• _Exercise_
Make an exact copy of the records, with the images left out.

[Dataset entries]
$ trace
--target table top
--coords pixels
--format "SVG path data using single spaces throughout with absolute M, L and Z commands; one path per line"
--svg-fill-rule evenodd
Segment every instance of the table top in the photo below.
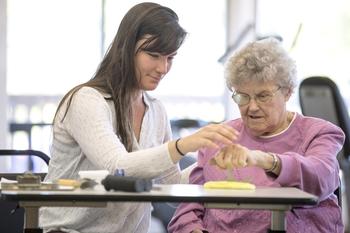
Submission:
M 204 189 L 202 185 L 154 185 L 149 192 L 76 189 L 71 191 L 2 190 L 7 201 L 73 202 L 205 202 L 236 204 L 315 205 L 318 197 L 292 187 L 257 187 L 255 190 Z

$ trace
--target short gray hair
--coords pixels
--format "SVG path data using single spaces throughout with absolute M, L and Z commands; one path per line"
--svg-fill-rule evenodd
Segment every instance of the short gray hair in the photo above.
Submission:
M 225 66 L 226 85 L 230 90 L 249 81 L 273 81 L 291 92 L 297 85 L 295 61 L 273 38 L 248 43 Z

• _Solved problem_
$ trace
--target table top
--coords pixels
--format "SVG path data using single spaces throughout with absolute M, L and Z commands; one path per line"
--svg-fill-rule evenodd
Segment every instance of the table top in the photo below.
Submission:
M 204 189 L 202 185 L 154 185 L 149 192 L 76 189 L 71 191 L 2 190 L 7 201 L 73 202 L 205 202 L 236 204 L 315 205 L 318 197 L 292 187 L 257 187 L 255 190 Z

$ trace
--target short gray hair
--coords pixels
--format "SVG path data using single spaces throughout with absolute M, L and Z commands; one path per line"
--svg-fill-rule evenodd
Segment every instance of the short gray hair in the photo above.
Submission:
M 225 66 L 226 85 L 230 90 L 249 81 L 273 81 L 291 92 L 297 85 L 295 61 L 273 38 L 248 43 Z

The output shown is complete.